WORK INSTRUCTIONS
For the data below, the lines that hold "walking" should be counted; only the resulting number is expected.

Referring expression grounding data

%%

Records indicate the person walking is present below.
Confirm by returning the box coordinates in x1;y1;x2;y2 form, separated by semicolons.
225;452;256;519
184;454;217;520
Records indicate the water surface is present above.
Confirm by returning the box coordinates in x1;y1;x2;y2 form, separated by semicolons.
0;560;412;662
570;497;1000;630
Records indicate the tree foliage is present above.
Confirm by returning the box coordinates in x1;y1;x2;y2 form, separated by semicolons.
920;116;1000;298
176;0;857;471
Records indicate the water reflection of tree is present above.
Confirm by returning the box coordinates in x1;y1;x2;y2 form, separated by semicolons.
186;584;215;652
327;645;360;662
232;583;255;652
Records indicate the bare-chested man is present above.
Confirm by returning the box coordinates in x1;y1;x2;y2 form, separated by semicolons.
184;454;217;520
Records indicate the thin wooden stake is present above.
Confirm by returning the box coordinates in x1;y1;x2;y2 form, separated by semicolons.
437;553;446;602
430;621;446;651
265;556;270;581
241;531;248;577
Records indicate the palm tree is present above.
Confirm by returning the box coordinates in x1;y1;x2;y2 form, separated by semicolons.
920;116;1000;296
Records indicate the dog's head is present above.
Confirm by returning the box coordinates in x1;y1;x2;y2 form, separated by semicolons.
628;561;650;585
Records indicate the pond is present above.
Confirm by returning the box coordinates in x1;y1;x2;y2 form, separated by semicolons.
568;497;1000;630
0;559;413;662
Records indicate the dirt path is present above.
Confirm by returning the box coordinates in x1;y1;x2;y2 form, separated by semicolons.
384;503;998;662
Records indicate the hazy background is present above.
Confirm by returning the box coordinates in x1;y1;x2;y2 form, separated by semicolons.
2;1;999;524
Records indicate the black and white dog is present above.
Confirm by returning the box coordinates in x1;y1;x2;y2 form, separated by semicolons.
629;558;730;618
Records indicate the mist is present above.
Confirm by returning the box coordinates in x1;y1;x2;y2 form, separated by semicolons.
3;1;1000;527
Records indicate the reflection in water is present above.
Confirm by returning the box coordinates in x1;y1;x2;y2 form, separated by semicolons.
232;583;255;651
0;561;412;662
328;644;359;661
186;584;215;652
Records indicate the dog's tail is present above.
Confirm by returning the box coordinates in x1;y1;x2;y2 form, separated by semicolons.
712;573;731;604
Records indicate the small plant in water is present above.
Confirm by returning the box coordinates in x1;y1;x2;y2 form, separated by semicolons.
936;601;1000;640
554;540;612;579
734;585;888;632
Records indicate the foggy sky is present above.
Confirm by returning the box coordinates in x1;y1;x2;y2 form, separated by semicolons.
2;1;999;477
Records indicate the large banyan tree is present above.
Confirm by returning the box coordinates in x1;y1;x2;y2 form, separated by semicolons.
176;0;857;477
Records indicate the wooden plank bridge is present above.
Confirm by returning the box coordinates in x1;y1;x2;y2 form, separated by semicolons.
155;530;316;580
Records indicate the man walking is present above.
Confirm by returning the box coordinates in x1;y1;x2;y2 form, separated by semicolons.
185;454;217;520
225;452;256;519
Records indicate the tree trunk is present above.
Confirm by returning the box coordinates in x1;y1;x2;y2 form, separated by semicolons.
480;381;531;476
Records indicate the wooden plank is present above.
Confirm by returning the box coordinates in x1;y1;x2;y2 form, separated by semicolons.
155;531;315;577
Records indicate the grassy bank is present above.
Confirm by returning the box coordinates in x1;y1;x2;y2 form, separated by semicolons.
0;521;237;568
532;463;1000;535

%%

EXERCISE RESPONSE
2